__Tarea asignada A__. En el texto sobre las instituciones españolas, ¿en qué se sitúa la causa del alejamiento de muchas instituciones respecto de su fin de servicio público?
__Tarea asignada B__. Convierte en una lista breve el párrafo del texto sobre las instituciones españolas que empieza por "Es necesario reconocer", conservando sus datos principales.
__Tarea asignada C__. Reproduce el fragmento del texto sobre las instituciones españolas desde "La reacción ante" hasta "obligados a soportarlas.", ambos incluidos.

__Texto proporcionado__.
ENSXXI Nº 44
JULIO - AGOSTO 2012
No es posible negar que hoy en España existe un extendido sentimiento de que nuestras instituciones fundamentales no cumplen adecuadamente los fines para los que han sido diseñadas. Resumidamente, que han sido contaminadas por intereses particulares muy alejados, cuando no directamente enfrentados, con interés general al que teóricamente deben servir. No se trata simplemente de que de manera puntual y aislada, como puede resultar casi inevitable, se detecte algún caso de mala práctica o incluso de pura corrupción, sino que muchas de esas instituciones presentan graves desajustes y conflictos de intereses en su funcionamiento ordinario, con el inevitable efecto de su descrédito ante los ciudadanos.
La reacción ante un fenómeno semejante excede claramente del consabido recurso a la reforma legal, como si estuviésemos hablando de un mero defecto de diseño institucional, sino que exige descender a un nivel mucho más profundo. El manifiesto alejamiento de muchas instituciones respecto de su sagrado fin de servicio público sólo puede encontrar su causa en una generalizada percepción de impunidad, tanto por parte de los sujetos encargados de dirigirlas, como de los ciudadanos obligados a soportarlas.
"Ésta es la verdadera causa de corrupción de la que hablaban los clásicos: una en la que las instituciones no sólo no frenan, sino que sirven de coartada y de disfraz a la pretensión de ser juez y árbitro de la propia causa"
Es necesario reconocer que nuestra sociedad ha fracasado a la hora de establecer mecanismos adecuados de exigencia de responsabilidades o de rendición de cuentas. Y no tanto a nivel técnico, sin negar por ello las muchas deficiencias de nuestros sistemas de control, como especialmente a nivel político y moral. Ni nuestro sistema partitocrático fomenta el asumirlas, ni los mínimos éticos generalmente aceptados parecen imponerlas. Y éste es un gravísimo problema, quizá el más grave al que deba enfrentarse nunca una sociedad, pues su aceptación generalizada contamina por entero el tejido social, pervirtiéndolo todo a su paso. Ésta es la verdadera causa de corrupción de la que hablaban los clásicos, por la que tanto se preocuparon los teóricos del republicanismo, desde el florentino del siglo XVI hasta el federalismo americano de finales del XVIII: una en la que las instituciones no sólo no frenan, sino que sirven de coartada y de disfraz a la pretensión de ser juez y árbitro de la propia causa.

__Datos proporcionados__.
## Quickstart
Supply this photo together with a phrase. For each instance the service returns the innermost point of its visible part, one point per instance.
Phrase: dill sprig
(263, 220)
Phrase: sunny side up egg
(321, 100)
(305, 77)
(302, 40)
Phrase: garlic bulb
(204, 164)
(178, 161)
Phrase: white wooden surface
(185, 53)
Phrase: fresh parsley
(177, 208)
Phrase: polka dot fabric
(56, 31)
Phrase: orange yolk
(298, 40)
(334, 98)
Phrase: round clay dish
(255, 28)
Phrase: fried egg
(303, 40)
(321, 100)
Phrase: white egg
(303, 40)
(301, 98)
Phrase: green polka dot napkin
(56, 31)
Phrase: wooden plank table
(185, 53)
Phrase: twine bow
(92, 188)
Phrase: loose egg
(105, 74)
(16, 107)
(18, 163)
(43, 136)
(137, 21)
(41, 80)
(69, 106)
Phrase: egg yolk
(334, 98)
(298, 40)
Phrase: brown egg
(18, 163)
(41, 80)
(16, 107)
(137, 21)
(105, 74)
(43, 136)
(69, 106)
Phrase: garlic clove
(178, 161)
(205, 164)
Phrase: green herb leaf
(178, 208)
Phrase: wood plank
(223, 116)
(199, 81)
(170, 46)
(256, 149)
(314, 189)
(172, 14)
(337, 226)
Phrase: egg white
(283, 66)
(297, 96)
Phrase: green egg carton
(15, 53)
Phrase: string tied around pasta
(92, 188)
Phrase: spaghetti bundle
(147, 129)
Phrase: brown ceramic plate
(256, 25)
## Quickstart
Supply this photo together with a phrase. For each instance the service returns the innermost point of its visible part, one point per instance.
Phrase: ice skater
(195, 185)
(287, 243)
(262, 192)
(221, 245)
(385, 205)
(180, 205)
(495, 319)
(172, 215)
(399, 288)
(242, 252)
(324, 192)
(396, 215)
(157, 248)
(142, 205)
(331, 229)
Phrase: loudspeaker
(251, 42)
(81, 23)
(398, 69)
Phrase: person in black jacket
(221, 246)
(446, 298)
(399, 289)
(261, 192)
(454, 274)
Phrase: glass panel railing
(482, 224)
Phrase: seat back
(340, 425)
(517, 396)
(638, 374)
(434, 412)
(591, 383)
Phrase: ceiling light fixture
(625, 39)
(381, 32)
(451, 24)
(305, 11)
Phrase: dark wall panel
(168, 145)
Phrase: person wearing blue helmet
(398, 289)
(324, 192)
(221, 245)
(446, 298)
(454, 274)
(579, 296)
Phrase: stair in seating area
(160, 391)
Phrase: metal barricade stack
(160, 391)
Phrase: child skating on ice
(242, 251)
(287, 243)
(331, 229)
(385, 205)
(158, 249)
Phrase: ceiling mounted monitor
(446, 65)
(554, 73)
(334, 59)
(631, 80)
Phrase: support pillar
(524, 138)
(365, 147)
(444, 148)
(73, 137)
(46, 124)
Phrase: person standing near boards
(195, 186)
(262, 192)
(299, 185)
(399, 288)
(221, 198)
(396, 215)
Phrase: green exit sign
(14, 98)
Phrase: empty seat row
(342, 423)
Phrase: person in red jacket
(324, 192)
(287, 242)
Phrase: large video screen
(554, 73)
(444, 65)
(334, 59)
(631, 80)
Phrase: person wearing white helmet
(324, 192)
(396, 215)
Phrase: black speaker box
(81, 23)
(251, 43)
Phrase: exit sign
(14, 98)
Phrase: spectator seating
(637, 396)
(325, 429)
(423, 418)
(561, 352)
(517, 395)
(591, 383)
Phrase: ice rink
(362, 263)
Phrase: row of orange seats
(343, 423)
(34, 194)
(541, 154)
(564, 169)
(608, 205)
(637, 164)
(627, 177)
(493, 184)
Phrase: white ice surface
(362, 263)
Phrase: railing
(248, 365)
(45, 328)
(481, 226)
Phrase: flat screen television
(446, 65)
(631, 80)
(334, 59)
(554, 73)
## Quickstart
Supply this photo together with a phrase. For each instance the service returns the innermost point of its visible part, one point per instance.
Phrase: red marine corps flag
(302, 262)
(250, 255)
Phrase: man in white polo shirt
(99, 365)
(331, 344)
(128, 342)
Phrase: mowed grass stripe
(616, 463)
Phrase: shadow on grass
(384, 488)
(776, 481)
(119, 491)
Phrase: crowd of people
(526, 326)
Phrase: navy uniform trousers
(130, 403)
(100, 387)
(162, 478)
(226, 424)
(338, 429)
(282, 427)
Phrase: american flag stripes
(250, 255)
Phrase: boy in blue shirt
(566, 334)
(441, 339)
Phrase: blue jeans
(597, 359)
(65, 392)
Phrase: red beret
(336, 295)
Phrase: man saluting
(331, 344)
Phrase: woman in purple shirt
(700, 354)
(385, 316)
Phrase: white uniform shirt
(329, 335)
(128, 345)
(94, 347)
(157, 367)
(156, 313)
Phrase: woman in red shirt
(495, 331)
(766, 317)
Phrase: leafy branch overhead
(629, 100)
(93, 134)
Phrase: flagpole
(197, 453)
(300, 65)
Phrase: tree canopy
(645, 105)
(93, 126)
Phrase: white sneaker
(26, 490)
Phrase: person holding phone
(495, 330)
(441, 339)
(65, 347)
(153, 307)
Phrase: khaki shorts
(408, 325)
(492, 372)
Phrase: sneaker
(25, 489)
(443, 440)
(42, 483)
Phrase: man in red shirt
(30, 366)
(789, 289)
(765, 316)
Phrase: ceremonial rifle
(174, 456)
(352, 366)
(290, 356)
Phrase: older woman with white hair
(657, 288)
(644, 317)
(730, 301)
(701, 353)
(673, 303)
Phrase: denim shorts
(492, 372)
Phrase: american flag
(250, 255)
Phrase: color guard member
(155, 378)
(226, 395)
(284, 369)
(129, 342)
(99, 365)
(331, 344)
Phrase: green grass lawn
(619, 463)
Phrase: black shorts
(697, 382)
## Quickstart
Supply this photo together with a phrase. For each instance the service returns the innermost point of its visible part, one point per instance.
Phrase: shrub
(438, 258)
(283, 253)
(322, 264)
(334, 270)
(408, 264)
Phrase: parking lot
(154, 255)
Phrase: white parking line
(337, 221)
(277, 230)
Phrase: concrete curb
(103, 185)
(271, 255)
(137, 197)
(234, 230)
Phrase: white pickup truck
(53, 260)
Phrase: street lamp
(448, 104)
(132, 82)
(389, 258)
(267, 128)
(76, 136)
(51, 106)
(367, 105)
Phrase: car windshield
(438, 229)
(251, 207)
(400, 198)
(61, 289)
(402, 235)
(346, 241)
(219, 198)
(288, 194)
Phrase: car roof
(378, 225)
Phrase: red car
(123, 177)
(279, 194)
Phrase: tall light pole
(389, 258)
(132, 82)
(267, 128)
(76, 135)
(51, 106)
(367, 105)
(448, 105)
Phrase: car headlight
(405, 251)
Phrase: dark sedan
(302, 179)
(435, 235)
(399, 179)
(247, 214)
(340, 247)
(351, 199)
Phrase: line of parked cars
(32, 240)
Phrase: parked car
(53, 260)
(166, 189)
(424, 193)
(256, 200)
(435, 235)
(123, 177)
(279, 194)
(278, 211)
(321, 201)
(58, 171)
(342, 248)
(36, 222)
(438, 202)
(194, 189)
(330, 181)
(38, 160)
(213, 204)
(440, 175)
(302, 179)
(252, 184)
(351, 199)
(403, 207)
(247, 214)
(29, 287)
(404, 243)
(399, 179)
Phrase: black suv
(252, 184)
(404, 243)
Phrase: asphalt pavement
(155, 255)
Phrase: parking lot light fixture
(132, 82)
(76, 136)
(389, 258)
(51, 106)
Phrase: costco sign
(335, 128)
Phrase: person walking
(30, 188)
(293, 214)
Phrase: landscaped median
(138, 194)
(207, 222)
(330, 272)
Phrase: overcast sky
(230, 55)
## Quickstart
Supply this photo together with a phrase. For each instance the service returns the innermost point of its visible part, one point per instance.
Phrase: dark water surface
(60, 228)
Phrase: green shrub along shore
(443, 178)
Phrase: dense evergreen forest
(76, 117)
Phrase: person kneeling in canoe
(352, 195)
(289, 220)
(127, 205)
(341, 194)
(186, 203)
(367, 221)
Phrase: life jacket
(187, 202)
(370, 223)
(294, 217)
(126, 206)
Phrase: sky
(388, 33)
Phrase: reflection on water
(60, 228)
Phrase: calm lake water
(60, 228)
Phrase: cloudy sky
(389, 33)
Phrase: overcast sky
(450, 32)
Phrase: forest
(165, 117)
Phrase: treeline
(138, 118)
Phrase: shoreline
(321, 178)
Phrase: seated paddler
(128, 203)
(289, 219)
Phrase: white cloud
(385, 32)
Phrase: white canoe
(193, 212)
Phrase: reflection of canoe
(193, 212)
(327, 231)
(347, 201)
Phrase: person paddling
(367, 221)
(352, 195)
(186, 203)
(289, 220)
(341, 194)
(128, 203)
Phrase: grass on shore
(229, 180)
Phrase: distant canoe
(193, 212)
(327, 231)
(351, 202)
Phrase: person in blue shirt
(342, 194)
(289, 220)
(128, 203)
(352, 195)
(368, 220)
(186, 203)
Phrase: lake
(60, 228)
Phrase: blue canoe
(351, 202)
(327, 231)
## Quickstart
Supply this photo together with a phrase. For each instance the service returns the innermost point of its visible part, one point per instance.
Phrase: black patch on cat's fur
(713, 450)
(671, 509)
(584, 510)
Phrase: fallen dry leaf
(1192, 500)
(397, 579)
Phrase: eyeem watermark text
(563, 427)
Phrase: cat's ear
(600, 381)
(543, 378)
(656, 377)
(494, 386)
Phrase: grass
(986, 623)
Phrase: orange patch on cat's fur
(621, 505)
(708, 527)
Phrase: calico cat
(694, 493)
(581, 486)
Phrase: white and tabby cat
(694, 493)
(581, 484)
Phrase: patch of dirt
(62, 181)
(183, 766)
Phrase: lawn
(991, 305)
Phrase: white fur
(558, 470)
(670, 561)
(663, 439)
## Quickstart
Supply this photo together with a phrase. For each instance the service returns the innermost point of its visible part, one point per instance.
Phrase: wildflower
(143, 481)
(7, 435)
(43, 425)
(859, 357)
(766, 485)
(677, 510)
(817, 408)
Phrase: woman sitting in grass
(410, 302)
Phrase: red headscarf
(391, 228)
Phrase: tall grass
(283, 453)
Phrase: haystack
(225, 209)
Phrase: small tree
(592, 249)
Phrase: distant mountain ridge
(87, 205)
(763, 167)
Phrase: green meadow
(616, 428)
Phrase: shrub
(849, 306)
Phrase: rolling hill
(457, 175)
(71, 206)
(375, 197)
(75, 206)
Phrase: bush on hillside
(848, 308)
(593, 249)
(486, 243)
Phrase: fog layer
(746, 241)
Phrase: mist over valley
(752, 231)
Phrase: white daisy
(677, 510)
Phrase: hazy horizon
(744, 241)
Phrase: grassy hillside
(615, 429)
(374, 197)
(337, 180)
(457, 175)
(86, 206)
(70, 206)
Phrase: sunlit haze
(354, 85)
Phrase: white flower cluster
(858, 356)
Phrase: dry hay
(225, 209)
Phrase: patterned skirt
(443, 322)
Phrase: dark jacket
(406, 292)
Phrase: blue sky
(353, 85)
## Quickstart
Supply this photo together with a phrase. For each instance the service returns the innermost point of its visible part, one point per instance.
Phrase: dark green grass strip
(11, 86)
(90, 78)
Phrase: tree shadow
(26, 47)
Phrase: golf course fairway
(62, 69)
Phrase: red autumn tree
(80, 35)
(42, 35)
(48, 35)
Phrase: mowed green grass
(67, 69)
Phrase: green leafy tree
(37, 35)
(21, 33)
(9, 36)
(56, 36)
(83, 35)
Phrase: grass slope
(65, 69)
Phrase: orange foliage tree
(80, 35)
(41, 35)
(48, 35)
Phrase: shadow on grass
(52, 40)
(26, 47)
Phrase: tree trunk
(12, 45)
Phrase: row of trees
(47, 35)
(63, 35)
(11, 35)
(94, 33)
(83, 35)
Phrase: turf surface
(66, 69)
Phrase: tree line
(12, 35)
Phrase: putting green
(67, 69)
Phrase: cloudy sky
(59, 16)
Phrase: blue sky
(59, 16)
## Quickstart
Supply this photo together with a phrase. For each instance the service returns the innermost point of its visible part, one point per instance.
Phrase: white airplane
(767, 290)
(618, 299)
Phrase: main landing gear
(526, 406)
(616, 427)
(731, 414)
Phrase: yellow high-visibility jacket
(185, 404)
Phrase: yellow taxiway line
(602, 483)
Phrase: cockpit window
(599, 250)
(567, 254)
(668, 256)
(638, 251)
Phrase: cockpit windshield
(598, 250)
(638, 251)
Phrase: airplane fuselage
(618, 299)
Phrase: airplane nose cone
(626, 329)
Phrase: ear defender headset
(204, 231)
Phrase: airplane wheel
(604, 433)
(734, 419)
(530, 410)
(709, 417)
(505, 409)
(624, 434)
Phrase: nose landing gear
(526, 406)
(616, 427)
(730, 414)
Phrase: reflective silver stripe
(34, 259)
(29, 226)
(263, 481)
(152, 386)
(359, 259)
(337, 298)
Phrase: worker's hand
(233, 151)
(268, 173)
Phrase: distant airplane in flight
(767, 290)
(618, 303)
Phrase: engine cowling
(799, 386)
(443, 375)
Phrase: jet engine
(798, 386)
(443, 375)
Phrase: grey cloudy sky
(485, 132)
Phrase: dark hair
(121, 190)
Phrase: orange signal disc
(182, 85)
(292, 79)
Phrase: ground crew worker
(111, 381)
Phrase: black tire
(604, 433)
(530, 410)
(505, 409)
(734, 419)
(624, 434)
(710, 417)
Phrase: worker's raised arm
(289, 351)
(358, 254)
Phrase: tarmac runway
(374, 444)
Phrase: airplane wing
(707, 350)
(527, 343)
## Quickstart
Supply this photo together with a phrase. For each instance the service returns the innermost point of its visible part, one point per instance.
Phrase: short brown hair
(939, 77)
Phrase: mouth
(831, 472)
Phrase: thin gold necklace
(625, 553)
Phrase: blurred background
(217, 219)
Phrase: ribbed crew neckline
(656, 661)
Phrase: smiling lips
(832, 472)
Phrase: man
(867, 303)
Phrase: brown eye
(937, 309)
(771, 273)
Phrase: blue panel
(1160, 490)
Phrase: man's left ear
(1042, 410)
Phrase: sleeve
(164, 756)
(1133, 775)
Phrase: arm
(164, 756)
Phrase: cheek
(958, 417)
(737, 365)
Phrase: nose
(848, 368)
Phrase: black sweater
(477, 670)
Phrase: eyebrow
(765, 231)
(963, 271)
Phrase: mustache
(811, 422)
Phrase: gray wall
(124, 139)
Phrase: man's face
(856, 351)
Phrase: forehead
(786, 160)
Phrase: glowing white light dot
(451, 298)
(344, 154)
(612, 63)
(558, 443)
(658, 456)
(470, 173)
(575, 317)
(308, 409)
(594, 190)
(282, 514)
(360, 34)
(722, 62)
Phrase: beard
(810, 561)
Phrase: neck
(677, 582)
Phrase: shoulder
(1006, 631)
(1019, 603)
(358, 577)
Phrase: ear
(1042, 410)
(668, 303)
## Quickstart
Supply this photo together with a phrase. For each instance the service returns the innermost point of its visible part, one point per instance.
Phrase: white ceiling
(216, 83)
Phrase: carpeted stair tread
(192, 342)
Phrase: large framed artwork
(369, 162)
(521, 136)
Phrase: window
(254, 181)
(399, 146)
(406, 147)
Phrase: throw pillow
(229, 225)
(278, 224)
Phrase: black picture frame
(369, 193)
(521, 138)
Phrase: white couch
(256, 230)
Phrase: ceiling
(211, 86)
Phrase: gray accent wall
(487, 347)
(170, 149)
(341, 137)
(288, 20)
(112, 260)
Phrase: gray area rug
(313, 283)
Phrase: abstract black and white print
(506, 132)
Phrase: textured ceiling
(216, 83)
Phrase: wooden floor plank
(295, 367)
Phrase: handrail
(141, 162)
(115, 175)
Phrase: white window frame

__Respuesta completa A__. En una generalizada percepción de impunidad, tanto por parte de quienes las dirigen como de los ciudadanos obligados a soportarlas.

__Respuesta completa B__.
- La sociedad española ha fracasado al establecer mecanismos adecuados de exigencia de responsabilidades o de rendición de cuentas.
- El fracaso es sobre todo político y moral, más que técnico, aunque los sistemas de control tienen muchas deficiencias.
- El sistema partitocrático no fomenta asumir responsabilidades, y los mínimos éticos generalmente aceptados no parecen imponerlas.
- Es un problema gravísimo, quizá el más grave para una sociedad, porque su aceptación generalizada contamina todo el tejido social.
- Es la verdadera causa de corrupción de la que hablaban los clásicos y que preocupó a los teóricos del republicanismo, desde el florentino del siglo XVI hasta el federalismo americano de finales del XVIII.
- En ella, las instituciones no frenan, sino que sirven de coartada y disfraz a la pretensión de ser juez y árbitro de la propia causa.

__Respuesta completa C__.
La reacción ante un fenómeno semejante excede claramente del consabido recurso a la reforma legal, como si estuviésemos hablando de un mero defecto de diseño institucional, sino que exige descender a un nivel mucho más profundo. El manifiesto alejamiento de muchas instituciones respecto de su sagrado fin de servicio público sólo puede encontrar su causa en una generalizada percepción de impunidad, tanto por parte de los sujetos encargados de dirigirlas, como de los ciudadanos obligados a soportarlas.